DATA PROVIDED section start

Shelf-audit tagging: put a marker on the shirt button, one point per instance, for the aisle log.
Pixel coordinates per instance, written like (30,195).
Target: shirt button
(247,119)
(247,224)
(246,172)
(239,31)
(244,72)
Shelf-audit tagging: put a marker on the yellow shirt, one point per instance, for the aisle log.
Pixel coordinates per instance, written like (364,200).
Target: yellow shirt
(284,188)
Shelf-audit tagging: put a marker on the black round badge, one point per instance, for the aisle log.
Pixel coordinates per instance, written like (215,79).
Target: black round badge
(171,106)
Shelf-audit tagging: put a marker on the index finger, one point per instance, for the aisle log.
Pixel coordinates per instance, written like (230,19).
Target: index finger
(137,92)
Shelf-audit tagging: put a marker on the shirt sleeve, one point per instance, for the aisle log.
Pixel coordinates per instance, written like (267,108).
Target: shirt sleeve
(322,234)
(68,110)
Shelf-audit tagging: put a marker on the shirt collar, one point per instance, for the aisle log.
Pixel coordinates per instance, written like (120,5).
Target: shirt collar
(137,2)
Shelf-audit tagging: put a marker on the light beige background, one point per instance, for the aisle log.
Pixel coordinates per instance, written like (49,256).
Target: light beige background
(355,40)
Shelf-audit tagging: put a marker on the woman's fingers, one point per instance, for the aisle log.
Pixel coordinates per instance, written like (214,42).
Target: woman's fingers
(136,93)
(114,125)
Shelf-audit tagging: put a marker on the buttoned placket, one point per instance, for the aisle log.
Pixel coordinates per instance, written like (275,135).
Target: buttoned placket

DATA PROVIDED section end

Retype each record. Keep every character as it is.

YOUR RESPONSE ->
Shelf-audit tagging: put a marker on the shirt button, one point per instance, for the aisle log.
Pixel coordinates per instance, written like (30,195).
Target: shirt button
(247,119)
(247,224)
(246,172)
(239,31)
(244,72)
Shelf-audit tagging: put a marker on the yellow shirt, one point per instance, for the aisle log.
Pixel coordinates per instance, written like (364,200).
Target: yellow shirt
(284,188)
Shelf-audit tagging: put a marker on the black round badge, one point per instance, for the aisle log.
Pixel coordinates per instance, written like (215,79).
Target: black round badge
(171,106)
Shelf-audit tagging: put a marker on the index finger, one point per instance, for the aisle log.
Pixel coordinates per instance, written like (230,19).
Target: index finger
(137,92)
Shelf-audit tagging: put a marker on the shirt sleeve, one point per instance, for the aisle log.
Pixel coordinates per instance, written like (267,108).
Target: shirt sleeve
(322,234)
(68,110)
Shelf-audit tagging: put a marker on the shirt collar, one point per instance, for the aisle log.
Pixel coordinates per instance, written like (120,5).
Target: shirt collar
(137,2)
Shelf-audit tagging: put a marker on the light beige background, one point per instance, for the aisle log.
Pixel coordinates per instance, written like (49,256).
Target: light beige background
(355,40)
Shelf-audit tagging: put a marker on the woman's fingers, one point per instance, for the aisle log.
Pixel coordinates per instance, written like (214,42).
Target: woman's fingers
(136,93)
(114,125)
Shelf-audit tagging: put a marker on the buttoned placket, one point per instance, for the aisle log.
Pixel coordinates per instance, written like (275,135).
Target: buttoned placket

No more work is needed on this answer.